- Your goal
Restate the material below word for word, from its first line to its last.

+-------+

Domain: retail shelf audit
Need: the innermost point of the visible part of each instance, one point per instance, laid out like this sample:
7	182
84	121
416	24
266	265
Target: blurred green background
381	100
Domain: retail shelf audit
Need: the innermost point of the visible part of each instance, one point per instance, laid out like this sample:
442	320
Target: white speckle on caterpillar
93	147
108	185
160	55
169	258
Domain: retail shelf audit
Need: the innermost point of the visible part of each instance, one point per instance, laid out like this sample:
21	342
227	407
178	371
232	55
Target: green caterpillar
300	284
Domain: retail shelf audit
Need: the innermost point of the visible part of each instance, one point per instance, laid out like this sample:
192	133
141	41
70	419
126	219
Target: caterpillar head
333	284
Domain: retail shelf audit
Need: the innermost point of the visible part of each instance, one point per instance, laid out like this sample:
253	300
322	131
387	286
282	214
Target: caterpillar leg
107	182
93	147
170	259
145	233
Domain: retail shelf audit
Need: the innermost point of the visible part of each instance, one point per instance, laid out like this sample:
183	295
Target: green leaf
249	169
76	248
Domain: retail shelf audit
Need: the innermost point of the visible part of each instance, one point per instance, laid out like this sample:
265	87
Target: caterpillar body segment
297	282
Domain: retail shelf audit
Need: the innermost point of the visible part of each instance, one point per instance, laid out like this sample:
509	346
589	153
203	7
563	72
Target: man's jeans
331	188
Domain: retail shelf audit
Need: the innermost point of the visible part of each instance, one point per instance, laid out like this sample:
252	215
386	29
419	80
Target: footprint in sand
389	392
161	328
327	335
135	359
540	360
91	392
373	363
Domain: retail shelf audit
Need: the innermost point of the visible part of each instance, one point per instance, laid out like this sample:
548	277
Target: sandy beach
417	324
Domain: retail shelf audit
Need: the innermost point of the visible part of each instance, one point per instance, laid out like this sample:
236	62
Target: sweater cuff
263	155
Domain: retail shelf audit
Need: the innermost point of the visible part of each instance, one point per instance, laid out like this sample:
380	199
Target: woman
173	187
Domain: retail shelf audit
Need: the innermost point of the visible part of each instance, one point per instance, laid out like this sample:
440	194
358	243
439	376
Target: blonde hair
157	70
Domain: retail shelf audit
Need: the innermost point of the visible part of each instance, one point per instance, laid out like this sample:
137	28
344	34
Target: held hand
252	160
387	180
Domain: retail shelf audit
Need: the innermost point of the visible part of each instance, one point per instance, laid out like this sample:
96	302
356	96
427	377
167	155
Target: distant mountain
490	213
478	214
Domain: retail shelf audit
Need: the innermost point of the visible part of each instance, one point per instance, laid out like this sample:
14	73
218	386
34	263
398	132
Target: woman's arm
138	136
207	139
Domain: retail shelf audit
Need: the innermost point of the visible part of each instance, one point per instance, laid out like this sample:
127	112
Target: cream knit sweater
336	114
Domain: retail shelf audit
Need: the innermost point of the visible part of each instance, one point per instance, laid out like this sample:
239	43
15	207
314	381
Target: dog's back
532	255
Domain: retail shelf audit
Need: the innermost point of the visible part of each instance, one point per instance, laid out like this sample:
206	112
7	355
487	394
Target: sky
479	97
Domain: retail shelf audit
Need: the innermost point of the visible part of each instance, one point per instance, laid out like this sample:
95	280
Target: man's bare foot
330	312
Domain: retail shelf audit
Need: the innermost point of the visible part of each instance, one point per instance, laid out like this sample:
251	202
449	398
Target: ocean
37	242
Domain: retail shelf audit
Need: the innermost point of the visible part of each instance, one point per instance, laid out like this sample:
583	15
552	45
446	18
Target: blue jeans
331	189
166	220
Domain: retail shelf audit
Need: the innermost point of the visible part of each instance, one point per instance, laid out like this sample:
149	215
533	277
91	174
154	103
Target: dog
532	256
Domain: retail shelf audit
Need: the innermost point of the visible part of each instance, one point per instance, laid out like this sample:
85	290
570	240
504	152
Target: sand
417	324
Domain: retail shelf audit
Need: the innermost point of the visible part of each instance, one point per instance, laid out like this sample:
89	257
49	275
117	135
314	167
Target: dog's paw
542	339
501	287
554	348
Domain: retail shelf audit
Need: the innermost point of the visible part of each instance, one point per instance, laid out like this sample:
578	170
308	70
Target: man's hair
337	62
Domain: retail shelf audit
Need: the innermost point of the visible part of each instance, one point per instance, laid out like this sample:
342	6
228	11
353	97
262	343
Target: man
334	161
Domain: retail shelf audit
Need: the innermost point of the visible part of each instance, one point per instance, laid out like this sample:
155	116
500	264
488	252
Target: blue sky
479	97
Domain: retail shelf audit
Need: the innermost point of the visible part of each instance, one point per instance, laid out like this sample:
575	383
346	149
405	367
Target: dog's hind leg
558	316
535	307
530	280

+-------+

- Written response
Domain: retail shelf audit
Need: the innermost point of the visible part of each instance, one point per instance, laid out like this sample:
7	182
84	121
416	24
266	265
Target: blurred green background
381	100
Domain: retail shelf audit
Need: the innermost point of the visible part of each instance, one point per instance, laid out like this sample:
442	320
Target: white speckle on caterpillar
93	147
108	185
160	55
169	258
Domain: retail shelf audit
Need: the innermost point of the visible part of each instance, one point per instance, laid out like this sample:
21	342
227	407
178	371
232	55
Target: green caterpillar
300	284
Domain: retail shelf audit
Need: the innermost point of the visible part of each instance, one point per instance, laid out like this sample:
192	133
141	41
70	419
126	219
Target: caterpillar head
333	284
Domain: retail shelf audit
Need: the innermost point of the visible part of each instance, one point per instance, laid out like this sample:
253	300
322	131
387	286
282	214
Target: caterpillar leg
107	182
93	147
170	259
145	233
Domain: retail shelf audit
Need: the innermost point of the visible part of each instance, one point per instance, laid out like this sample:
183	295
Target: green leaf
249	169
76	248
Domain: retail shelf audit
Need: the innermost point of the visible part of each instance, one point per instance, laid out like this sample:
265	87
Target: caterpillar body segment
297	282
Domain: retail shelf audit
Need: the innermost point of the visible part of each instance, one point per instance, laid out like this sample:
509	346
589	153
203	7
563	72
Target: man's jeans
331	188
Domain: retail shelf audit
Need: the innermost point of the visible part of each instance, one point per instance, laid out like this sample:
252	215
386	29
419	80
Target: footprint in sand
389	392
161	328
327	335
135	359
540	360
91	392
373	363
Domain: retail shelf audit
Need: the innermost point of the visible part of each instance, one point per instance, laid out like this sample:
548	277
Target: sandy beach
417	324
Domain: retail shelf audit
Need: the innermost point of the visible part of each instance, one point per instance, laid out like this sample:
236	62
Target: sweater cuff
263	155
Domain: retail shelf audit
Need: the innermost point of the visible part of each instance, one point per instance, laid out like this sample:
380	199
Target: woman
173	187
Domain: retail shelf audit
Need: the innermost point of the visible part of each instance, one point per instance, laid out like this sample:
440	194
358	243
439	376
Target: blonde hair
157	70
Domain: retail shelf audit
Need: the innermost point of the visible part of each instance, one point per instance, laid out like this sample:
137	28
344	34
Target: held hand
252	160
387	180
Domain: retail shelf audit
Need: the innermost point of the visible part of each instance, one point per instance, laid out like this sample:
96	302
356	96
427	377
167	155
Target: distant mountain
490	213
478	214
Domain: retail shelf audit
Need: the innermost point of the visible part of each instance, one point per instance, laid out like this sample:
14	73
218	386
34	263
398	132
Target: woman's arm
138	136
207	139
Domain: retail shelf audit
Need: the innermost point of the visible part of each instance, one point per instance, laid out like this sample:
127	112
Target: cream knit sweater
336	114
Domain: retail shelf audit
Need: the innermost point of the visible part of each instance, one point per instance, laid out like this sample:
239	43
15	207
314	381
Target: dog's back
532	255
Domain: retail shelf audit
Need: the innermost point of the visible part of each instance, one point per instance, laid out like this sample:
206	112
7	355
487	394
Target: sky
479	97
Domain: retail shelf audit
Need: the innermost point of the visible part of each instance, one point per instance, laid out like this sample:
95	280
Target: man's bare foot
330	312
Domain: retail shelf audit
Need: the innermost point of the visible part of each instance, one point per instance, laid out like this sample:
251	202
449	398
Target: ocean
37	242
Domain: retail shelf audit
Need: the innermost point of the visible part of each instance, one point per instance, laid out like this sample:
583	15
552	45
446	18
Target: blue jeans
331	189
166	220
Domain: retail shelf audit
Need: the innermost point of the visible part of each instance, one point per instance, laid out like this sample:
149	215
533	277
91	174
154	103
Target: dog
532	256
Domain: retail shelf audit
Need: the innermost point of the visible part of each instance, one point per instance, laid out like this sample:
85	290
570	240
504	152
Target: sand
417	324
Domain: retail shelf audit
Need: the innermost point of the visible part of each instance, one point per instance, laid out like this sample:
89	257
49	275
117	135
314	167
Target: dog's paw
542	339
501	287
554	348
Domain: retail shelf audit
Need: the innermost point of the visible part of each instance, one point per instance, laid out like this sample:
578	170
308	70
Target: man's hair
337	62
Domain: retail shelf audit
Need: the innermost point of the visible part of each instance, one point per instance, laid out like this sample:
342	6
228	11
353	97
262	343
Target: man
334	161
Domain: retail shelf audit
Need: the innermost point of the visible part of each instance, one point per instance, laid out like this sample:
155	116
500	264
488	252
Target: blue sky
479	97
Domain: retail shelf audit
Need: the innermost point of the visible part of each instance, one point per instance, laid out like this sample:
575	383
346	149
405	367
Target: dog's hind leg
558	316
535	307
530	280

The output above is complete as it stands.